▼▼▼

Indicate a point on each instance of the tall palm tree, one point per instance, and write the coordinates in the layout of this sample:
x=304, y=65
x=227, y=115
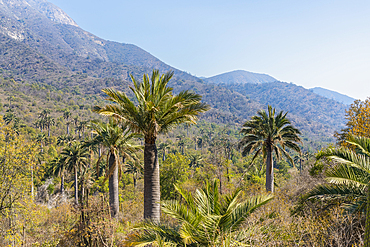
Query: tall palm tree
x=65, y=140
x=67, y=115
x=58, y=167
x=41, y=138
x=157, y=111
x=49, y=121
x=205, y=218
x=75, y=157
x=163, y=147
x=118, y=140
x=267, y=134
x=135, y=169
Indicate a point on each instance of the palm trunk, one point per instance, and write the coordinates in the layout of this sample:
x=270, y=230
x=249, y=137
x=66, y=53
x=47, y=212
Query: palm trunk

▲▲▲

- [Aim of the exercise] Your task is to restate word for word the lines from the line holding "x=227, y=115" through the final line of the listing, both included, but none of the pictures.

- [Reply to the exercise]
x=227, y=115
Query: tall palm tree
x=65, y=140
x=67, y=115
x=58, y=167
x=41, y=138
x=157, y=111
x=49, y=121
x=205, y=218
x=75, y=157
x=163, y=147
x=118, y=140
x=267, y=134
x=135, y=169
Indicate a point on each instance of the palm trunk, one point per instance, and write the coordinates in the layout of this sample:
x=270, y=230
x=249, y=137
x=66, y=53
x=47, y=212
Query: palm trunk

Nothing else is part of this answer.